(Data extracted from a collection)
** start **

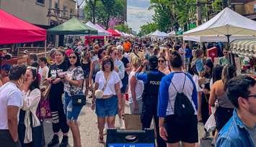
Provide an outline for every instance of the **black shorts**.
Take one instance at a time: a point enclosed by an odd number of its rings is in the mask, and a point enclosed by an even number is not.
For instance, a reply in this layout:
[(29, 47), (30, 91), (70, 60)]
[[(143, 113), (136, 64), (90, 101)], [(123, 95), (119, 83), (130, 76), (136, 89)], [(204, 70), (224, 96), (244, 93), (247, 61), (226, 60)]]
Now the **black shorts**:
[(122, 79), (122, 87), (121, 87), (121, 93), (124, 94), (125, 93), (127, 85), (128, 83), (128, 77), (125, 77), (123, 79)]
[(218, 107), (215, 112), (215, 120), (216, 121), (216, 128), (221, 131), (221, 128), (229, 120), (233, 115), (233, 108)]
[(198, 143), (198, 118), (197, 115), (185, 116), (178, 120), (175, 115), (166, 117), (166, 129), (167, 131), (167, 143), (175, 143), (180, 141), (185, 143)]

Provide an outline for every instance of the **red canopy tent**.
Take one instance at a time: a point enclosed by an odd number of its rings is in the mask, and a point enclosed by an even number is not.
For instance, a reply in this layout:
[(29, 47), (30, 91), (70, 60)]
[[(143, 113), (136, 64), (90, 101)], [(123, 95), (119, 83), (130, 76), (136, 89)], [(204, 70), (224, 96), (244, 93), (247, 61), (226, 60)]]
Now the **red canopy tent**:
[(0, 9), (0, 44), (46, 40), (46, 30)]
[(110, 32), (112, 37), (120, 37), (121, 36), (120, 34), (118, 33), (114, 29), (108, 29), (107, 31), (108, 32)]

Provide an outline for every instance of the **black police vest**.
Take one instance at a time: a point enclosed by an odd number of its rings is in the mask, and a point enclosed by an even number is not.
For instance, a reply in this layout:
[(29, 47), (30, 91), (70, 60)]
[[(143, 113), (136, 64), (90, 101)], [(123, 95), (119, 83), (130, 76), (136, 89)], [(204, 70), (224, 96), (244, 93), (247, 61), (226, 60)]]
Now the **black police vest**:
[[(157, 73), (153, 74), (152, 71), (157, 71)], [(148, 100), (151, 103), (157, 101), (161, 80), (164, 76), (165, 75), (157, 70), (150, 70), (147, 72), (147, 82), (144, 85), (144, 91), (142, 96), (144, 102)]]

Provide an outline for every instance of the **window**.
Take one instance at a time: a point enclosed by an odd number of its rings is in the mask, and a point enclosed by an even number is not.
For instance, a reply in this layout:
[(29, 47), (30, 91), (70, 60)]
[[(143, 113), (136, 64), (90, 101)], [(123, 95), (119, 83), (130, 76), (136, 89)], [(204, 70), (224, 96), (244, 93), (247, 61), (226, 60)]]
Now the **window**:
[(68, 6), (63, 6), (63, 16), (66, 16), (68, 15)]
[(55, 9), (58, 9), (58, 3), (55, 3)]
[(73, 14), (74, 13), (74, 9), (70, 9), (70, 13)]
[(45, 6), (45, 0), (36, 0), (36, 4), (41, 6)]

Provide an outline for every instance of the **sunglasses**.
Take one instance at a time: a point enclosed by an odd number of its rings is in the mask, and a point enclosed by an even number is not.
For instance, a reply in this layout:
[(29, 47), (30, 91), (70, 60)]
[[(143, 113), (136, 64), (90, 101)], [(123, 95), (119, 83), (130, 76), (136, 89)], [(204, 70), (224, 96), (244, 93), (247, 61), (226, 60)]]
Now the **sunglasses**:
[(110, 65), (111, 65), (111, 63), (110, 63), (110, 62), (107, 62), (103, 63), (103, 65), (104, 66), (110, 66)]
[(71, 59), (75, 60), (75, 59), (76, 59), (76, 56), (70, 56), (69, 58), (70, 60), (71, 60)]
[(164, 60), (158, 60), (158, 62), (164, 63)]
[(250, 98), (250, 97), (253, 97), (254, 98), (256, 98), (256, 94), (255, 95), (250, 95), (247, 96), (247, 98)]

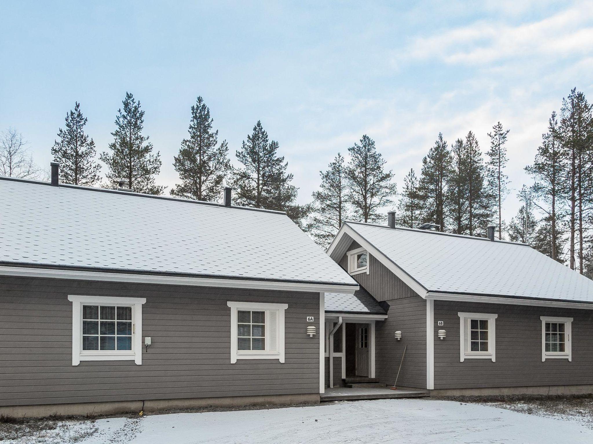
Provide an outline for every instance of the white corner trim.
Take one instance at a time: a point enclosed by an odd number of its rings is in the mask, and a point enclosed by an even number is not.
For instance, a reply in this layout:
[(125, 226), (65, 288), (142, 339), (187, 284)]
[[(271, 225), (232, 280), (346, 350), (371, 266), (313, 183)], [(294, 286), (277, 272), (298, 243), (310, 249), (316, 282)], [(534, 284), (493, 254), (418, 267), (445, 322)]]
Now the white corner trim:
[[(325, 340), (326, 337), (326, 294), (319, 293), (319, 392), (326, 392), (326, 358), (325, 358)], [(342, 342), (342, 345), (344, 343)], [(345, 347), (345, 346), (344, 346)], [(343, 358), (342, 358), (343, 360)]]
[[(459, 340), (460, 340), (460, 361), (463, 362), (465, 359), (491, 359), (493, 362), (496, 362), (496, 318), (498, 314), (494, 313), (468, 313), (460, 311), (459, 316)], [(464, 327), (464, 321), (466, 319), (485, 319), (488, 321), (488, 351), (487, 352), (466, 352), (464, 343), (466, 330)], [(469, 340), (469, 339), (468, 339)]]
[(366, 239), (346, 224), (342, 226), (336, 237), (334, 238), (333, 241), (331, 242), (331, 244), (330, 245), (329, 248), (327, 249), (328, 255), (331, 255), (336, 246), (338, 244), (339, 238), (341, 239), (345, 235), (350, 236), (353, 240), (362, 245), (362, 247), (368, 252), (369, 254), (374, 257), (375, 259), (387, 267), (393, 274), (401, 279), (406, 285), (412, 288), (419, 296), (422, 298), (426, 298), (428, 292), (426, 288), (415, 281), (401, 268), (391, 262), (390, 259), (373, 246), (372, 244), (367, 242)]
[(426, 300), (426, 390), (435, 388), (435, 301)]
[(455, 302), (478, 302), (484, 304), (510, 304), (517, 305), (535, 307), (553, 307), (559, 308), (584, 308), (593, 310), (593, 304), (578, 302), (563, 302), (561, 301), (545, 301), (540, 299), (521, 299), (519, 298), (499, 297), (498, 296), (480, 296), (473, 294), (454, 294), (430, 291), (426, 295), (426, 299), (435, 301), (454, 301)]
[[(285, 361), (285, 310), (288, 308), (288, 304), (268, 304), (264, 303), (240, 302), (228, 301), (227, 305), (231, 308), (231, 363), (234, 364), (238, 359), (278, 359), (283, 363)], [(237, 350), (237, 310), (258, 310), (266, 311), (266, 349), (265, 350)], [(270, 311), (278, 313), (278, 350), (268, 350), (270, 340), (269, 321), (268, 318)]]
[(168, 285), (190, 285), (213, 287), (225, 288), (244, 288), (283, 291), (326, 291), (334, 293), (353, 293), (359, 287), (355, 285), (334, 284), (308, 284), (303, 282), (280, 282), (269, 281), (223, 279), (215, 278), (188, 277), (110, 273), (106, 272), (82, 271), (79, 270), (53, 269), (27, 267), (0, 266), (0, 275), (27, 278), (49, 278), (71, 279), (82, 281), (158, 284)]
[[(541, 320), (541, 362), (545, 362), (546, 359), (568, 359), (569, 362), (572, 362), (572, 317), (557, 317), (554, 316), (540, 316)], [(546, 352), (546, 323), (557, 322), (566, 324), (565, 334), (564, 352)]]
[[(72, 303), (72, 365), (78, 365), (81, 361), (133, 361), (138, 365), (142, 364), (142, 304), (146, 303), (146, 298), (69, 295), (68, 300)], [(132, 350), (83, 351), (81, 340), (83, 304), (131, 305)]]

** end **
** start **

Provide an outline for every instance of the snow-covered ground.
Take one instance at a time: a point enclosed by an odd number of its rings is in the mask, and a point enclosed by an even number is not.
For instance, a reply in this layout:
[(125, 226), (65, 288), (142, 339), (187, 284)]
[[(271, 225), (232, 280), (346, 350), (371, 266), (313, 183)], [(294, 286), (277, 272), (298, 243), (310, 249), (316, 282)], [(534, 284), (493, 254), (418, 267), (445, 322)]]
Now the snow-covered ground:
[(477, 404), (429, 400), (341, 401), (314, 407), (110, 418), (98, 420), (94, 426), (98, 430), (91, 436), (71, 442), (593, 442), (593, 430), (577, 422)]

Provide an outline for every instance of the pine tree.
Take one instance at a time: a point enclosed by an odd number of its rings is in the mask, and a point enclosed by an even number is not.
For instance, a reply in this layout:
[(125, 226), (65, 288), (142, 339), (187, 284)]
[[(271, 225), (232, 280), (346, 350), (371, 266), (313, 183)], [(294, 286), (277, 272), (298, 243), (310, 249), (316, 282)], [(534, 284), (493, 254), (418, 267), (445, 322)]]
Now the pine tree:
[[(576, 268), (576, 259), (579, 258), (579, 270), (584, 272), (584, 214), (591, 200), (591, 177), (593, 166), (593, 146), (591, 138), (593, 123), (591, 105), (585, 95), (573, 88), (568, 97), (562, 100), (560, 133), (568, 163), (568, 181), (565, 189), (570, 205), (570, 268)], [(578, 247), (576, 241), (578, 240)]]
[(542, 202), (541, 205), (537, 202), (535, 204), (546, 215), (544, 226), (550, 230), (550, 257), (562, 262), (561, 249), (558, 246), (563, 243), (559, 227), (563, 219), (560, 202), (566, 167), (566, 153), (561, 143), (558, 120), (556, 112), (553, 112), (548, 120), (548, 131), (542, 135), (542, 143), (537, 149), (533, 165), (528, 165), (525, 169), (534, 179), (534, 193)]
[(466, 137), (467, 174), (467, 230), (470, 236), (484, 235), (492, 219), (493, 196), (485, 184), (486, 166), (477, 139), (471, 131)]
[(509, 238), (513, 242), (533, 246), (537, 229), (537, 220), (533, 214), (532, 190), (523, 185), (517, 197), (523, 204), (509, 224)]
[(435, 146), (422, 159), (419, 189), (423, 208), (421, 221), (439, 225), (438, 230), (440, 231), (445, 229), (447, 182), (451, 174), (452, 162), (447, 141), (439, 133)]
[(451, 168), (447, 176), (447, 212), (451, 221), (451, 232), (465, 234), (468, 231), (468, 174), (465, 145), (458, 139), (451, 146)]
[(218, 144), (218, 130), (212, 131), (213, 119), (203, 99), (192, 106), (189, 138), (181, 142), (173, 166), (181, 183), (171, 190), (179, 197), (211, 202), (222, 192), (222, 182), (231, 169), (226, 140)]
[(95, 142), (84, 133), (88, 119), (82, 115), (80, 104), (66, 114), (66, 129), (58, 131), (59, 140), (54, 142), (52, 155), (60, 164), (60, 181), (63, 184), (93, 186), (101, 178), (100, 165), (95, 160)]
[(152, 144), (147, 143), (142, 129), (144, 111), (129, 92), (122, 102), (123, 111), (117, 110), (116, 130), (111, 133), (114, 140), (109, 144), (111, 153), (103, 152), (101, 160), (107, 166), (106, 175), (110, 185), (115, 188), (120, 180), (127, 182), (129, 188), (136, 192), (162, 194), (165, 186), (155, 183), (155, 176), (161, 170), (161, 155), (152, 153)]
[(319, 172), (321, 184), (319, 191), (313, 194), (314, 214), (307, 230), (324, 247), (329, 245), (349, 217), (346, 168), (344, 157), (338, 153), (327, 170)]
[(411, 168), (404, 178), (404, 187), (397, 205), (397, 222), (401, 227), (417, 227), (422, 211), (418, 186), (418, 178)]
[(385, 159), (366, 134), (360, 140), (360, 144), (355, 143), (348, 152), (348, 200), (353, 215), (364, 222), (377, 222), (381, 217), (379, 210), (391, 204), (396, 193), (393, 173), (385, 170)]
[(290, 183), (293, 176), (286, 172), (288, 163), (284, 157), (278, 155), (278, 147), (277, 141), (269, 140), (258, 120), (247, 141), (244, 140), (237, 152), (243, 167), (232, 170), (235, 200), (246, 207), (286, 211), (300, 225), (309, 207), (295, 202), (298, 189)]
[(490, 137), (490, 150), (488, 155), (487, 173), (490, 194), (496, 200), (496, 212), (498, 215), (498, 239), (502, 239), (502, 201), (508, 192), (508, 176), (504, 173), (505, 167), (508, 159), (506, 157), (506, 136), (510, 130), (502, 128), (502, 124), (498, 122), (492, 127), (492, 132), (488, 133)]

** end **

- _Task details_:
Rewrite the lines of the material starting at "Provide an outline for every instance of the **red" and ending at "96), (144, 102)]]", renaming "police vest" to "tactical vest" and leaving everything else unchanged.

- _Output below_:
Provide an outline for every instance of the **red canopy tent**.
Take one instance at a time: a point enclosed by an odd number of its rings is in the mask, and a point enclosed by an even number is not.
For instance, a reply in this layout:
[(29, 47), (30, 91), (70, 60)]
[[(143, 113), (136, 64), (90, 101)], [(123, 95), (119, 83), (130, 76), (136, 89)], [(204, 70), (224, 96), (244, 93), (247, 61), (226, 60)]]
Now the **red canopy tent**:
[(0, 9), (0, 44), (46, 40), (46, 30)]
[(110, 32), (112, 37), (120, 37), (121, 36), (120, 34), (118, 33), (114, 29), (108, 29), (107, 31), (108, 32)]

Provide an outline for every instance of the **black tactical vest**.
Take one instance at a time: a point enclosed by an odd number of its rings is in the mask, and a point enclosed by an even number is not.
For instance, a reply in this layout:
[(29, 47), (30, 91), (70, 60)]
[[(143, 113), (136, 64), (90, 101)], [(123, 95), (119, 83), (130, 76), (136, 89)], [(204, 70), (224, 96), (244, 93), (247, 61), (226, 60)]]
Now the **black tactical vest**:
[[(157, 73), (153, 74), (152, 71), (157, 71)], [(148, 100), (151, 103), (157, 101), (161, 80), (164, 76), (165, 75), (157, 70), (150, 70), (147, 72), (147, 82), (144, 85), (144, 91), (142, 96), (144, 102)]]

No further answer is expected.